# [Aim of the task]
Copy the passage on expertise and institutions, starting at the words "Turner argues across" and ending after "does the work.", and swap "Grant systems" for "Funding systems".

Expertise does not operate in a vacuum. It operates within institutions, and institutions answer to coalitions. What a coalition of interests, media organizations, party infrastructure, and reputationally interdependent commentators will recognize as admissible reality shapes what experts are permitted to say, what counts as evidence, and which observations get laundered as disinformation rather than engaged as claims. This is not a conspiracy theory. It is a structural description of how epistemic coercion works, and Stephen Turner’s work gives it a rigorous theoretical foundation.
Turner argues across several books and papers that the coercive element in expert discourse is not aberrational but built in. Peer review excludes. Grant systems reward conformity. Reputational cascades amplify credentialed voices and silence others not because the silenced are wrong but because they lack the institutional sponsorship that converts an observation into an admissible fact. The mechanisms are mostly invisible because they are impersonal. No one issues a directive. The incentive structure does the work.

# [Information supplied]

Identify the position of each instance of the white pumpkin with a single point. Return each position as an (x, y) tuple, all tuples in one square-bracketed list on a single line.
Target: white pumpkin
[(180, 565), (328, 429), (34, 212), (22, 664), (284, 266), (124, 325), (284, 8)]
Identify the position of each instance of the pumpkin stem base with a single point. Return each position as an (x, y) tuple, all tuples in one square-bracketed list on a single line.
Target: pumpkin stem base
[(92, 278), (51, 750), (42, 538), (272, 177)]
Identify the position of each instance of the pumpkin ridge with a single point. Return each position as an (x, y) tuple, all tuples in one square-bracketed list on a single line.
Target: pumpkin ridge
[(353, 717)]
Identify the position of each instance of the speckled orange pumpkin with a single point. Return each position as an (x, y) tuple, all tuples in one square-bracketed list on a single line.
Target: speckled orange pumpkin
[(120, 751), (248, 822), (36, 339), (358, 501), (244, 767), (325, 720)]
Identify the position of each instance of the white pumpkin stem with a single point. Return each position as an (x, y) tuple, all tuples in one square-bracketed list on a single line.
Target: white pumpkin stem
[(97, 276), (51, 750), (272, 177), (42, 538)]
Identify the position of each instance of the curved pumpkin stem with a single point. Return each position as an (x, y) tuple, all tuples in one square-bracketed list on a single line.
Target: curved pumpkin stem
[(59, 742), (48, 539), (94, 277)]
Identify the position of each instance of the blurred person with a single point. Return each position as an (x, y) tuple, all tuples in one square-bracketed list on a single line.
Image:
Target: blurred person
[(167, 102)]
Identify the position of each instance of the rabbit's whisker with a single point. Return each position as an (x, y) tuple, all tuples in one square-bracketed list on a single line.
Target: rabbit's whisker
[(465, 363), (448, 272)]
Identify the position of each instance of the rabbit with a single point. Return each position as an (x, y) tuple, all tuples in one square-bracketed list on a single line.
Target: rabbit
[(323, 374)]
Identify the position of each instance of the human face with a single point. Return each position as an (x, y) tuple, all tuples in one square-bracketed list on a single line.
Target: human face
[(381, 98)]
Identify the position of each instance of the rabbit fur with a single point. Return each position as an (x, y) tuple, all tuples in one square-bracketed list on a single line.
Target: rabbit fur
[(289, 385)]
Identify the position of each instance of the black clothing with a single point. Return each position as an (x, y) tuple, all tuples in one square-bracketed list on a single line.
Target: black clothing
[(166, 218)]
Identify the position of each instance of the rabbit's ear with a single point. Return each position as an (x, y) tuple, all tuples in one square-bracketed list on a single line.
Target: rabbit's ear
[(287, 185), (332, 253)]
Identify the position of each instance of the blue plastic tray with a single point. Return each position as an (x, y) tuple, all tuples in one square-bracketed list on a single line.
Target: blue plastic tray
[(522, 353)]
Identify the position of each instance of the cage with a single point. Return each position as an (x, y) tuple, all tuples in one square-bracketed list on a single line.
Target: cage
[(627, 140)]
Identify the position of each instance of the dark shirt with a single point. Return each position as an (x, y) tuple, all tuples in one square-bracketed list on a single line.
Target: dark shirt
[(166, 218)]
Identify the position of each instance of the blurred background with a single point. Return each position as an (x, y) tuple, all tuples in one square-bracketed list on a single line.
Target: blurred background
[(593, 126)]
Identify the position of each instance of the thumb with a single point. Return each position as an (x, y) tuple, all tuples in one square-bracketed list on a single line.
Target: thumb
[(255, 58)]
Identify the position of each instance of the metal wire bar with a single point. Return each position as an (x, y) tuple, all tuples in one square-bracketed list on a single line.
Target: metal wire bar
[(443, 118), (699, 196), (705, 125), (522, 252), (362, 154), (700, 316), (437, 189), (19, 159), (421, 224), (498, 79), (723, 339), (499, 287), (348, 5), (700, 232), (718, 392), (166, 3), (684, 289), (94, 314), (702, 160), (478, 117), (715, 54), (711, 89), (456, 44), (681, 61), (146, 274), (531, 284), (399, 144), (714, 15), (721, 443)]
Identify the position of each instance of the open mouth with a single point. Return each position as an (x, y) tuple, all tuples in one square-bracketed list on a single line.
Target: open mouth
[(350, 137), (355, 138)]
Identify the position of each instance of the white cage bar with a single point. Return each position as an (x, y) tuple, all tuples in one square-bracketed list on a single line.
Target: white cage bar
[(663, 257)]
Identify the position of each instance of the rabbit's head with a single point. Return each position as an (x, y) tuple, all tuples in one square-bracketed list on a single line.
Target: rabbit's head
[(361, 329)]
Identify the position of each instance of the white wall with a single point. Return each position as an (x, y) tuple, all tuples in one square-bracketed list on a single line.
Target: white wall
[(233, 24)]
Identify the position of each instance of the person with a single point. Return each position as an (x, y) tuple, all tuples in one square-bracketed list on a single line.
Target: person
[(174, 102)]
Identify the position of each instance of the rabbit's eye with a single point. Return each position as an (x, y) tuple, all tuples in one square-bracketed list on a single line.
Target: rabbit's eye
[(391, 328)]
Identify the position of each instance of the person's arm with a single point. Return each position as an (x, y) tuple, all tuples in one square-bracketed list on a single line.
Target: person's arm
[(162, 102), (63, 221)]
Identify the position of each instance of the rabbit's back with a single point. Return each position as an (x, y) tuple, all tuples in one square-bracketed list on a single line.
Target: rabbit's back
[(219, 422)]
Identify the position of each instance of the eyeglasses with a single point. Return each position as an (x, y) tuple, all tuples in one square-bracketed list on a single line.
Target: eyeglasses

# [Output of the exercise]
Turner argues across several books and papers that the coercive element in expert discourse is not aberrational but built in. Peer review excludes. Funding systems reward conformity. Reputational cascades amplify credentialed voices and silence others not because the silenced are wrong but because they lack the institutional sponsorship that converts an observation into an admissible fact. The mechanisms are mostly invisible because they are impersonal. No one issues a directive. The incentive structure does the work.